* _GIVEN DATA_:
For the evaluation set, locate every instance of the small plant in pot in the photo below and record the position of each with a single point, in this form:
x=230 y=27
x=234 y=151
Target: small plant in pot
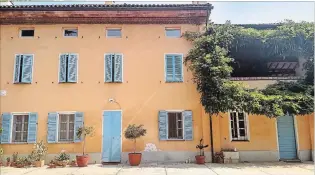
x=38 y=153
x=132 y=133
x=8 y=161
x=83 y=132
x=200 y=159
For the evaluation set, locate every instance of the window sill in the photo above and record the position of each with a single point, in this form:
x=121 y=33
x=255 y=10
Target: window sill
x=240 y=140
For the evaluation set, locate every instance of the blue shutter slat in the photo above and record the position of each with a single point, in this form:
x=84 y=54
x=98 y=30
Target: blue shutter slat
x=188 y=125
x=6 y=128
x=108 y=68
x=118 y=68
x=17 y=68
x=163 y=126
x=32 y=127
x=52 y=127
x=178 y=68
x=62 y=68
x=27 y=68
x=78 y=122
x=72 y=68
x=168 y=68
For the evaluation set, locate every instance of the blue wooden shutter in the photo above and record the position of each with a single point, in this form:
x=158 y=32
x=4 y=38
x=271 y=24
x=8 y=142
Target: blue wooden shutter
x=108 y=68
x=188 y=125
x=169 y=68
x=27 y=69
x=6 y=128
x=32 y=127
x=62 y=68
x=178 y=68
x=52 y=127
x=163 y=125
x=118 y=68
x=72 y=68
x=78 y=122
x=17 y=69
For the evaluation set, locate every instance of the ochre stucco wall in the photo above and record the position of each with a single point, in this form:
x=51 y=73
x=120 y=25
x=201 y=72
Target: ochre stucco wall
x=142 y=94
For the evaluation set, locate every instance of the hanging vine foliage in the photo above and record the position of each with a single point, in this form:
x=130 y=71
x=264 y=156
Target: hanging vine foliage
x=214 y=50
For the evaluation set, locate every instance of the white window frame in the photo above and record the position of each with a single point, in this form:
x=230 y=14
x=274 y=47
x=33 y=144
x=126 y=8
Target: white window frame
x=67 y=65
x=170 y=28
x=122 y=67
x=13 y=129
x=58 y=126
x=183 y=122
x=182 y=57
x=247 y=133
x=20 y=32
x=70 y=28
x=113 y=29
x=33 y=55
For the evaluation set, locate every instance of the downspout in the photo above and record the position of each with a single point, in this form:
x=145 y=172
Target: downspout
x=211 y=139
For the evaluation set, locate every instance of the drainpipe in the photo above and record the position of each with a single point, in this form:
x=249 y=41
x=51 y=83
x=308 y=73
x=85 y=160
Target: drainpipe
x=211 y=139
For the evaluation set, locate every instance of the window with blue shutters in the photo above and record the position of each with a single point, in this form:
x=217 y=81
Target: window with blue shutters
x=23 y=68
x=113 y=68
x=175 y=125
x=19 y=127
x=173 y=68
x=62 y=126
x=68 y=68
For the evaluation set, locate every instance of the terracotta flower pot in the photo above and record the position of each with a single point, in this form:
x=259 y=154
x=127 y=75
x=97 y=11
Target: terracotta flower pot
x=200 y=159
x=134 y=159
x=83 y=160
x=8 y=163
x=39 y=163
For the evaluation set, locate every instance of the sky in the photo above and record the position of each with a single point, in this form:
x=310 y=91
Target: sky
x=236 y=12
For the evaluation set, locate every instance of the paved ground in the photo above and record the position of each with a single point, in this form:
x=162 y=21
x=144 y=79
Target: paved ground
x=278 y=168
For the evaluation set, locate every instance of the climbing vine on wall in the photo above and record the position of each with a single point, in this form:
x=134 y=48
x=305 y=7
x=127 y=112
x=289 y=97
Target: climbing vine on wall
x=213 y=52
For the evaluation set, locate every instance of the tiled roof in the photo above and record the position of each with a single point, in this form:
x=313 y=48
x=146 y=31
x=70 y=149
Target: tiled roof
x=73 y=7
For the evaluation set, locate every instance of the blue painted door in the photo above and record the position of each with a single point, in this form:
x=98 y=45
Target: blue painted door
x=286 y=137
x=111 y=136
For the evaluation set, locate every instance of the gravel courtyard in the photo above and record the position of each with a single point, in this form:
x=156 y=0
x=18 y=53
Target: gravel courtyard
x=275 y=168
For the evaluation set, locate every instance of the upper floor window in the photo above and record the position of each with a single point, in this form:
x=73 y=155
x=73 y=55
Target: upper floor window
x=23 y=68
x=173 y=32
x=19 y=127
x=70 y=32
x=113 y=67
x=68 y=68
x=113 y=33
x=27 y=32
x=239 y=126
x=173 y=68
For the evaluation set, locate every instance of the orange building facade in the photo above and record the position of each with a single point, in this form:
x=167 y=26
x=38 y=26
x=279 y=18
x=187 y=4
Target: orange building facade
x=63 y=67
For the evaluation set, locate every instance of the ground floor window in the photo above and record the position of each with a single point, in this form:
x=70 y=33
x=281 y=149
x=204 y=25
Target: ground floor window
x=66 y=127
x=239 y=126
x=20 y=128
x=175 y=125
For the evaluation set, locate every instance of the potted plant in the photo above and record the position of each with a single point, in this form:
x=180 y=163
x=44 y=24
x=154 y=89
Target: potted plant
x=52 y=164
x=38 y=153
x=73 y=163
x=200 y=159
x=83 y=132
x=219 y=157
x=132 y=133
x=20 y=163
x=62 y=159
x=8 y=161
x=14 y=159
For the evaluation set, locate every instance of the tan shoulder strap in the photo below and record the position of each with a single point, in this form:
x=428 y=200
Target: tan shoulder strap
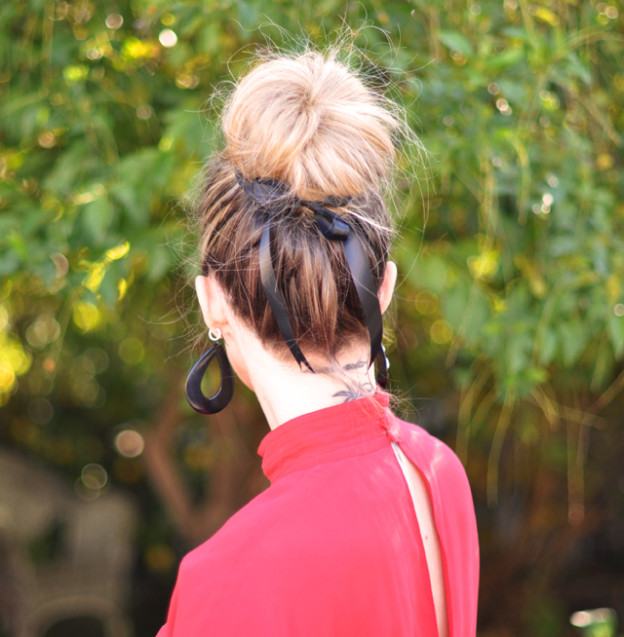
x=429 y=535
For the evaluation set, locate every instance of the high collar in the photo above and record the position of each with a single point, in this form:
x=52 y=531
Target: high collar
x=349 y=429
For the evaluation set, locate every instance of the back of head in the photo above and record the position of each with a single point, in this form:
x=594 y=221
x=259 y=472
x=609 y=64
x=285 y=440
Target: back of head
x=312 y=124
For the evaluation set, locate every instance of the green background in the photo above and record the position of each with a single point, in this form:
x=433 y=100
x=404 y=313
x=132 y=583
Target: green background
x=507 y=335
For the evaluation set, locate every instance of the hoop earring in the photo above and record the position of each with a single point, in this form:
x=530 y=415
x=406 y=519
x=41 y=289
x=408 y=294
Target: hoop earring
x=194 y=394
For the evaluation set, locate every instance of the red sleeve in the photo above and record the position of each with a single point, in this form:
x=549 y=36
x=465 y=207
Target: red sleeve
x=455 y=520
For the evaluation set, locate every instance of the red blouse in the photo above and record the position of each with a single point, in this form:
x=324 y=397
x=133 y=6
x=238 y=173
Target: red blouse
x=332 y=547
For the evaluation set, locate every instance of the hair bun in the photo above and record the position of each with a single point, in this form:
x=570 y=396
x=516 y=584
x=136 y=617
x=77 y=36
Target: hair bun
x=311 y=123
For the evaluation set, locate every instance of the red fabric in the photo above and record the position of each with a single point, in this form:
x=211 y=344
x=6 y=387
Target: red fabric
x=332 y=547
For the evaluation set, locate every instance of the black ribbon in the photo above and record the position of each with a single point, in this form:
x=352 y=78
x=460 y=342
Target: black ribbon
x=272 y=194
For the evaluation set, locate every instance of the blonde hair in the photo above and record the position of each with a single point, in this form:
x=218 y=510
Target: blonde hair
x=313 y=124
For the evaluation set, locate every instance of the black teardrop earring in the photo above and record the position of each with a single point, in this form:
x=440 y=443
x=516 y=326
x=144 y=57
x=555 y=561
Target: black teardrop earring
x=194 y=394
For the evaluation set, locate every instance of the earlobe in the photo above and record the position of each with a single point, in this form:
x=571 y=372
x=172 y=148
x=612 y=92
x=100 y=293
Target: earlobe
x=386 y=289
x=211 y=300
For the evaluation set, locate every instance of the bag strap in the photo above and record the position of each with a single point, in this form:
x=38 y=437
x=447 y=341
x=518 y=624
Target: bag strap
x=429 y=535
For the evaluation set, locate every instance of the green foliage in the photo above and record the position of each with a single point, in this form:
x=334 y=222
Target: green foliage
x=511 y=308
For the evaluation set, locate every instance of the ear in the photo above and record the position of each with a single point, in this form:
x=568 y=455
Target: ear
x=386 y=289
x=212 y=301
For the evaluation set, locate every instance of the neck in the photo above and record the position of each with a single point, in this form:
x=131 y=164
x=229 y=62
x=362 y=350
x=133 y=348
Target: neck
x=285 y=391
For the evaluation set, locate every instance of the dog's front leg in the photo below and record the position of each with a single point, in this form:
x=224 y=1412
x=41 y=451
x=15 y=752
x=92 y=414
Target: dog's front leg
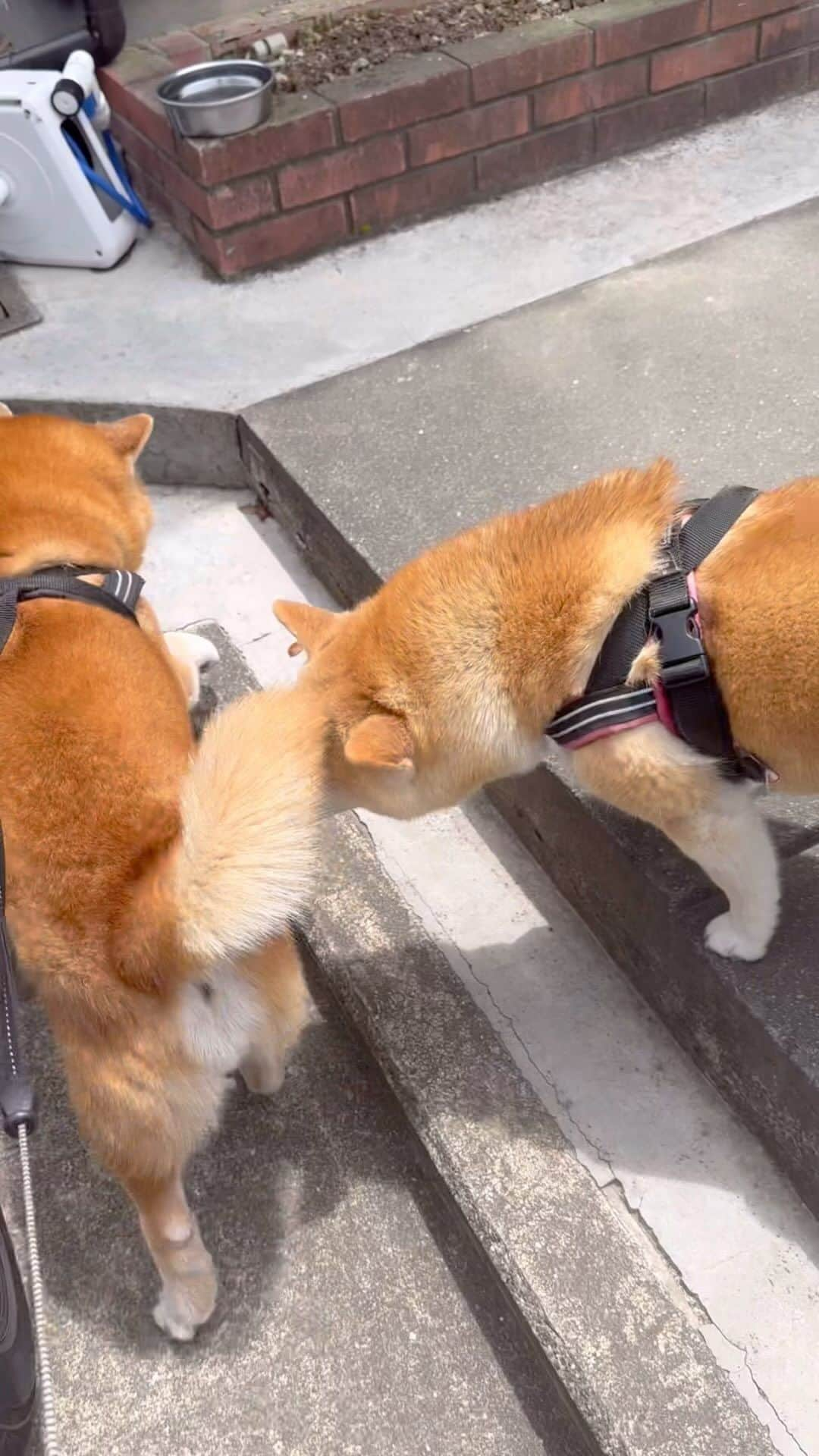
x=654 y=777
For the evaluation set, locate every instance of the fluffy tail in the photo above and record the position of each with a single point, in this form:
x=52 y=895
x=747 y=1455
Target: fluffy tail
x=249 y=813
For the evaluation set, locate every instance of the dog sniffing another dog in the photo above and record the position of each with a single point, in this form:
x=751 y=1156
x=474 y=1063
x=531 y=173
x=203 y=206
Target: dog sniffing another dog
x=153 y=881
x=447 y=676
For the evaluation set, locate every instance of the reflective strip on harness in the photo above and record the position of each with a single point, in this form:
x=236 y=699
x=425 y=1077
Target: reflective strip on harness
x=596 y=715
x=120 y=592
x=686 y=698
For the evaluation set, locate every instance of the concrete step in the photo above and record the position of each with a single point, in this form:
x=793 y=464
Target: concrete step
x=695 y=356
x=618 y=1348
x=450 y=948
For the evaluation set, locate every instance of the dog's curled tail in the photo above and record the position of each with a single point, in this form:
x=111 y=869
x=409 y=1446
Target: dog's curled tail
x=246 y=859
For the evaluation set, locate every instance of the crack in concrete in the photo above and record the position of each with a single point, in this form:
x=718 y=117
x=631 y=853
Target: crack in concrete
x=698 y=1310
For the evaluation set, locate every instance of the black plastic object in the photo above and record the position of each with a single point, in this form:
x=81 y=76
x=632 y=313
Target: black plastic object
x=41 y=34
x=18 y=1369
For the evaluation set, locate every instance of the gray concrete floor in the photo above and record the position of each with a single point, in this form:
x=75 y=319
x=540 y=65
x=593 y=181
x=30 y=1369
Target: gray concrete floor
x=707 y=356
x=226 y=346
x=353 y=1320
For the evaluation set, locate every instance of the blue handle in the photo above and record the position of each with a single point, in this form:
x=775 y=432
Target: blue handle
x=127 y=200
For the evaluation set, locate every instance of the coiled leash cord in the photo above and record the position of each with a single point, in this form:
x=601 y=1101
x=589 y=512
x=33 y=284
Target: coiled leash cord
x=18 y=1114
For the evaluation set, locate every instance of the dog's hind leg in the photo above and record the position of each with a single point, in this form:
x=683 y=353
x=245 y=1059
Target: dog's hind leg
x=657 y=778
x=186 y=1267
x=276 y=973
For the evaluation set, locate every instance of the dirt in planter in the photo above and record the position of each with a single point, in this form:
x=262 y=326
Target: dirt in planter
x=331 y=47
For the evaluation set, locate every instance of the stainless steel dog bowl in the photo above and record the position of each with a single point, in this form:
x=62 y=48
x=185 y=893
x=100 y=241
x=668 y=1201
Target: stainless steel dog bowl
x=218 y=98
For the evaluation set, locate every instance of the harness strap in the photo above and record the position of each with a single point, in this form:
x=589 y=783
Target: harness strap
x=687 y=698
x=120 y=592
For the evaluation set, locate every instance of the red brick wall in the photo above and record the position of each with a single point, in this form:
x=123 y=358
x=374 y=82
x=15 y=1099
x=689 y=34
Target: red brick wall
x=430 y=133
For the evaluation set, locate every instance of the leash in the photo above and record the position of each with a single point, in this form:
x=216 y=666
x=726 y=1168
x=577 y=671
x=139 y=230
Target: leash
x=18 y=1114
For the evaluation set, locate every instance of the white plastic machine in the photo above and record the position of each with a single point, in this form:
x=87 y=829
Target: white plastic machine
x=64 y=200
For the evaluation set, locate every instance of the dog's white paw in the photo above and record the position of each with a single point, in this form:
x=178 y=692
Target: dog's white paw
x=193 y=654
x=171 y=1321
x=193 y=648
x=730 y=940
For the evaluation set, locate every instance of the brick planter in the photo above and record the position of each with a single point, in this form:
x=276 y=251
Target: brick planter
x=430 y=133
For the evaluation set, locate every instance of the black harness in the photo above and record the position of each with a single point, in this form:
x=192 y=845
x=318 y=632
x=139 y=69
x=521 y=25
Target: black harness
x=687 y=696
x=120 y=592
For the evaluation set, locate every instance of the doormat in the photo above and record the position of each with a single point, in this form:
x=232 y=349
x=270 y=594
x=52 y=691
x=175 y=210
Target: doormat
x=17 y=309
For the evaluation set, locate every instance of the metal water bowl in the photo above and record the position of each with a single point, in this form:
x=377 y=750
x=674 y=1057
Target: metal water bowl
x=218 y=98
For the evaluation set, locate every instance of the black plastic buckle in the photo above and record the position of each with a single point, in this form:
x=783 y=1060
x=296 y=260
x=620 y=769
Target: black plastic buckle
x=682 y=654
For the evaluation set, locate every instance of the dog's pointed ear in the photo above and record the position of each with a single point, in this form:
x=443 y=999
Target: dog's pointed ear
x=381 y=742
x=129 y=436
x=311 y=626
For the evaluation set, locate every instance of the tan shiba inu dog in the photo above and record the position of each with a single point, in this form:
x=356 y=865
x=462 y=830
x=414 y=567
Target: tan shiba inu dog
x=449 y=674
x=150 y=883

* _GIVEN EXERCISE_: Reproduce everything in the listing from the line containing "For the evaluation set, locate every instance of the red blouse" down to the line containing "x=272 y=194", both lines included, keeping the requests and their format samples unchanged. In the answers only, scale each x and y coordinate by 1.65 and round to a whole number, with halves rounded up.

* _RESULT OF THIS TASK_:
For the evaluation set, locate every instance of the red blouse in the photo above and record the position of each with a single point, in this form:
x=324 y=397
x=133 y=6
x=238 y=173
Target: red blouse
x=548 y=903
For the evaluation set, locate every instance of the hair bun in the photo above and record the position of each with a single point, in this form:
x=570 y=396
x=516 y=584
x=136 y=617
x=77 y=36
Target: hair bun
x=513 y=203
For the evaluation set, locate every instance of the red fabric in the photo above and record the position of each with a single point, in this form:
x=211 y=344
x=6 y=387
Target: red fabric
x=548 y=903
For the evaluation set, locate every instance of the black ribbon in the photo above and record the position of each with a single point, in this form:
x=352 y=78
x=460 y=342
Target: black ribbon
x=449 y=320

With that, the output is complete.